**Work instructions**
a - In the synopsis about Ben and Suzanne's trip through India, which city is their final destination?
b - Continue the synopsis about Ben and Suzanne's trip through India from its last sentence.
Start of Document section
BEN SANTHANARAJ (27) lands in New Delhi with the expectations of a lovers’ reunion. He’s there to see his girlfriend SUZANNE HOPPER (30), who’s been working at a microfinance NGO in India, and he’s ready to pick things up right where they left off, celebrate the holidays and their anniversary, and create new memories together. The last time Ben was in India was when his mother was dying of cancer. This time is sure to be better.
But Suzanne isn’t there to meet him when Ben lands at the airport. And when she does arrive, a series of setbacks prevent them from getting close: the constant presence of people, cultural mores around public intimacy, separate bedrooms in the homes of relatives. When they’re finally alone, it’s clear that it wasn’t just the constant interruption of the outside world that kept them apart... Things are no longer the same. Their feelings are out of sync. At best, it’s an adjustment period; at worst, this is the beginning of the end. Despite the uncertainty of their relationship, they decide to continue traveling together. With only a few days until Ben has to leave to go back to New Jersey, it’s a race against the clock to rekindle their intimacy.
In the Rajasthan village where Suzanne works, Ben is surprised to discover that she’s responsible for collecting overdue loan repayments from local villagers. As much as Suzanne doesn’t want to let on, she is not happy here. Before continuing their travels, Suzanne’s boss gives her more assignments along the way: people she needs to visit and collect money from.
They travel to Jaipur, where they are alone for the first time and in a more familiar context, surrounded by expats. This turns into its own alienating experience which ultimately brings them closer together. After falling asleep, they make love, as if unconsciously. There are no regrets and things seem to be getting better. It’s the reunion they both wanted. But their respective burdens -- Ben’s unpleasant memories of India and Suzanne’s dehumanizing work responsibilities -- still loom overhead.
Fearing losing her attention again, unbeknownst to the audience, Ben hides Suzanne’s work documents. He’s able to be there for her in this time of stress. And after an unforeseen detour to visit an estranged uncle leaves Ben shaken, Suzanne attempts to be there for him. They arrive in Mumbai, their final destination, five days away from New Years Eve. They go out to dinner and Suzanne unburdens herself to Ben, opening up about the trauma that she’s experienced while living in India -- including a family’s suicide over their inability to pay back a microfinance loan -- for the first time.
End of Document section
Start of Data provided
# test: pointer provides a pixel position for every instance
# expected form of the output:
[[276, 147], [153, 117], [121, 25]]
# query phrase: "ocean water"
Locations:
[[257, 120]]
End of Data provided
**Solved tasks**
a - Mumbai.

b -
As a gesture of gratitude, Suzanne develops an old roll of film that fell out of Ben’s suitcase. The memories on this roll of film -- most likely from his last trip to India, when his mother was dying -- are the last thing Ben wants to be reminded of. In a moment of spite, Ben reveals Suzanne’s stolen work documents. Just like that, it’s over. They go to sleep, angry. And then...Ben shits the bed from food poisoning.
Suzanne, gracious about the food poisoning but still livid over their fight, checks into her own hotel room. Ben attempts to recover, alone. Suzanne continues her work, alone. But the pull towards each other, towards reconciliation, keeps rearing its head. In his solitude, Ben begins to understand that it’s futile to try to control the rhythms of life and that he must surrender to its flow. On his way to make peace with Suzanne, he collapses to the ground…
Suzanne returns from a work visit where she has to put financial pressure on a monastery. Deciding to right her wrong no matter the personal cost, Suzanne falsifies the accounting ledger. She looks around the hotel for Ben, only to discover that he’s been taken to the hospital. She rushes through the New Year's Eve traffic towards the hospital. She finds Ben in the hospital ward looking through the photographs she developed, which were from a happy time in India before his mother had gotten sick. It’s not like originally planned, but they spend their New Years together, ready to forgive.
But timing isn’t on their side -- Ben has to return home. They leave each other not with regret and sadness, but acceptance of the significance of their time together in each other’s lives, brief as it was.